Reading passage:
● ● ●
Adding hidden layers to a deep network does not necessarily lead to a straight-forward improvement of performance. We use Fashion-MNIST dataset in this exercise.  

1. Choose a width $ h $ between 50-200 and use at least two hidden layers with $ h $ hidden neurons (each) and train the network for at least 150 epochs. (2 pts)
2. Plot the learning curves and report the best validation accuracy. Do you observe overfitting? (2 pts)
3. Keep the network at the same size. Use a very large l2 regularization $\lambda$ (for ex. $\lambda=1$) and a small one (for ex. $\lambda=0.001$) on kernel weights and report the validation accuracies. What do you observe?  (2 pts)
4. Turn off the $ \ell_2 $ regularization and use a large dropout rate (for ex. 0.5) and a small one (for ex. 0.05) at all hidden layers and report the validation accuracies. What do you observe? (2 pts)
5. BONUS: Try built-in data augmentation methods as a way to regularize: this may include horizontal flipping of the images or small rotations. You can use built-in methods in Keras. Report the augmentation method you used and the best validation accuracy. (2 pts)

Note that one needs to cross-validate to find the right regularization parameter for the model you chose and for the dataset at hand. However we do not enforce this hyperparameter search as it takes long computation times but it is a good practice if you try it here. 

6. Compare the validation accuracies resulting from your attempts to reduce overfitting. Did you improve the validation accuracy? If not, comment on the possible sources of failure. (2 pts)

**Answer to Question 2** (max 1 sentence):<br/>
Overfitting can be observed in the training process since the loss is decreasing but the validation loss is increasing and the validation accuracy levels out after 25 epochs although the training accuracy still keeps increasing.

Best validation accuracy: 0.8906999826431274

**Answer to Question 3** (max 2 sentences): 

**Answer to Question 4** (max 2 sentences): 

**Answer to Question 5 (BONUS)** (max 2 sentences): 

**Answer to Question 6** (max 2 sentences): 

### Solution

#### Helper Functions

#### Exercise 5.1
Choose a width $ h $ between 50-200 and use at least two hidden layers with $ h $ hidden neurons (each) and train the network for at least 150 epochs.
#### Exercise 5.2
Plot the learning curves and report the best validation accuracy. Do you observe overfitting?
● ● ●
Collected material:

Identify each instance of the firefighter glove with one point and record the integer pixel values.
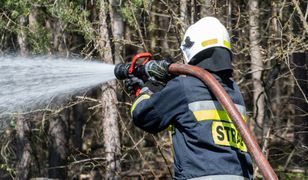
(158, 70)
(132, 84)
● ● ●
What is required:
Do these statements agree with the overfitting exercise? For each, answer yes or no and quote the words of the overfitting exercise that decide it. (a) The overfitting exercise uses the Fashion-MNIST dataset. (b) A cross-validation search for the regularization parameter is required. (c) The reported best validation accuracy is above 0.9.

Response for this exercise:
(a) Yes: "We use Fashion-MNIST dataset in this exercise."
(b) No: "However we do not enforce this hyperparameter search"
(c) No: "Best validation accuracy: 0.8906999826431274"